> _WHAT IS EXPECTED_
Give back every line of the data, word for word.

:: LISTED RECORDS ::

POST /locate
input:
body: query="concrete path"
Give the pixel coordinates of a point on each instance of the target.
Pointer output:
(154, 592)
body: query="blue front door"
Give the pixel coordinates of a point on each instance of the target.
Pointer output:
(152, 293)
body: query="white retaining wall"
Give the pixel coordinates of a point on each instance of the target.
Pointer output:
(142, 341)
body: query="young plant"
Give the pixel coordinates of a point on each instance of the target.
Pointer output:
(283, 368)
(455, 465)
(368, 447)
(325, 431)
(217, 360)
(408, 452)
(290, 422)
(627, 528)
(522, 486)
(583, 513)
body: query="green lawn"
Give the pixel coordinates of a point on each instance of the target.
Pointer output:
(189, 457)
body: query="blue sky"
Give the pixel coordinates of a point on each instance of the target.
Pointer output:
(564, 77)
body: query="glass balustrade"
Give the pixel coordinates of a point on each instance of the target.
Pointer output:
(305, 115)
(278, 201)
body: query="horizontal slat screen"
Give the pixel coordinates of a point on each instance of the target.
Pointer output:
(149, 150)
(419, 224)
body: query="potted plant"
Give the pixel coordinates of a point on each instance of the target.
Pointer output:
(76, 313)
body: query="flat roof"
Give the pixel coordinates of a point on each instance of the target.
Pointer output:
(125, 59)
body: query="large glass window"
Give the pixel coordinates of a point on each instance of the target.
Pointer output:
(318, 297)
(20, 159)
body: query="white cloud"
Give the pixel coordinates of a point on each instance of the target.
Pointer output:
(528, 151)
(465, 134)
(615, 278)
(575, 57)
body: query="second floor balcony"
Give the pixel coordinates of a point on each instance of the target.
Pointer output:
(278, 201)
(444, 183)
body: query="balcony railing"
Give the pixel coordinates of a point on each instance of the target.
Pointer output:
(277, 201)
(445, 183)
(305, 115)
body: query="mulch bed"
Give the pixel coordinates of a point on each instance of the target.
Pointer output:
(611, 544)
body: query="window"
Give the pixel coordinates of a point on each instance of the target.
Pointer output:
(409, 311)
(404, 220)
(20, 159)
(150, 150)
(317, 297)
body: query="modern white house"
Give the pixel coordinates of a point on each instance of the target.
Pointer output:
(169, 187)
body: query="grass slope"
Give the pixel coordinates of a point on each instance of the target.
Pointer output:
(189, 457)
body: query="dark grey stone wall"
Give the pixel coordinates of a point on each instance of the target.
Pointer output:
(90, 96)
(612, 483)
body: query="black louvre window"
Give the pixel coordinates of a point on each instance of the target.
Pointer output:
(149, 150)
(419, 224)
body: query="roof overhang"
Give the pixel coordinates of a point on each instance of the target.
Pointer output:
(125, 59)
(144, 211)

:::

> _RESPONSE BOX_
POST /locate
input:
body: query="concrete path"
Give the pixel coordinates of a point on each instance of the target.
Pointer output:
(154, 592)
body: query="blue front door"
Give the pixel coordinates of a point on each instance of the target.
Pointer output:
(152, 293)
body: query="white retaining wall"
Give the pixel coordinates of a point on each instance of the target.
Pointer output:
(142, 341)
body: query="young plant"
Give the pixel coordinates of a point on each instance of the target.
Pointer output:
(283, 368)
(455, 465)
(368, 447)
(325, 431)
(217, 360)
(408, 452)
(290, 422)
(627, 528)
(522, 486)
(583, 513)
body: query="green lawn"
Give the pixel coordinates of a point on each instance of the target.
Pointer output:
(189, 457)
body: query="blue sky"
Give the pixel coordinates of a point on each instance of the target.
Pointer output:
(564, 77)
body: query="glass balustrade"
Give the pixel coordinates of a point on each instance of the target.
Pointer output:
(305, 115)
(278, 201)
body: query="horizontal slat screen"
Give the pixel coordinates of a point on each instance of the target.
Pointer output:
(149, 150)
(419, 224)
body: query="potted plant"
Give the pixel coordinates of a point on each instance of the target.
Pointer output:
(76, 313)
body: query="flat roof"
Give the pixel coordinates of a point on each instance of the target.
Pointer output:
(125, 59)
body: query="large glass window"
Give the pixel coordinates of a point on each instance of the target.
Pointer output:
(318, 297)
(20, 159)
body: query="white cloud"
Give the pixel coordinates of a point on each instance of the target.
Pointer output:
(528, 151)
(465, 134)
(615, 278)
(575, 57)
body: query="second floor balcony"
Give the pixel coordinates of a point on each instance of the target.
Pointer output:
(278, 201)
(444, 183)
body: query="balcony railing"
Give the pixel coordinates of a point on each instance of the target.
Pointer output:
(277, 201)
(445, 183)
(305, 115)
body: query="mulch bed"
Give the pixel coordinates of a point on each instance of the target.
Pointer output:
(611, 544)
body: query="window"
Give the pixel coordinates of a point on each instance of the target.
Pointer output:
(409, 311)
(404, 220)
(20, 159)
(150, 150)
(317, 297)
body: query="modern white house"
Give the pixel coordinates of a point on each instance of the target.
Pointer output:
(169, 187)
body: query="grass slope"
Give the pixel coordinates of a point on each instance of the target.
Pointer output:
(189, 457)
body: query="dark grey stone wall"
Give the pixel coordinates of a point on each instance of the target.
Pointer output:
(90, 96)
(612, 483)
body: query="black louvre window"
Give the pixel coordinates of a point on each instance of the target.
Pointer output:
(149, 150)
(419, 224)
body: query="roof overhang"
Give the pixel coordinates of a point on each instance of the target.
Pointer output:
(125, 59)
(144, 211)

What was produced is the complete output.